═══ ENTRIES PROVIDED ═══

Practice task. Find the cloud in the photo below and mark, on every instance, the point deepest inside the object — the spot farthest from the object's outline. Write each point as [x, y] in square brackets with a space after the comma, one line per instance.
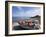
[27, 13]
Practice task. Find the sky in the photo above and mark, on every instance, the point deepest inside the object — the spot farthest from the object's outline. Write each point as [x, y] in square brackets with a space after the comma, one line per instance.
[18, 11]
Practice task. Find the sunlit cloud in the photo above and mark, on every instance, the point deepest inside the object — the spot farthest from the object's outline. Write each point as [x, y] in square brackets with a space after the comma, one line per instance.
[27, 13]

═══

- **WRITTEN TASK**: Reproduce all of the material above with the requests included and unchanged, scaling every point coordinate in the answers by 2.45 and rounding each to the nearest whole number, with halves rounded up. Leave the pictures out of your answer.

- **RESULT BELOW**:
Practice task. Find the cloud in the photo below and mark, on every instance, the point deepest inside the object — the spot farthest from the object's outline. Write each point as [x, y] in square brackets with a space after the comma, one line per instance.
[66, 32]
Practice task. Find the sky in the photo above and mark, on every instance, the point deepest inside the object — the spot farthest from the object's outline. Write each point as [x, y] in square brackets with a space after the comma, one line per instance.
[44, 27]
Practice task. Find the sunlit cloud in the photo above and mark, on every instance, the point deepest inside the object — the spot farthest from the object's outline. Write each point as [x, y] in square brackets with a space after the comma, one line per instance.
[66, 32]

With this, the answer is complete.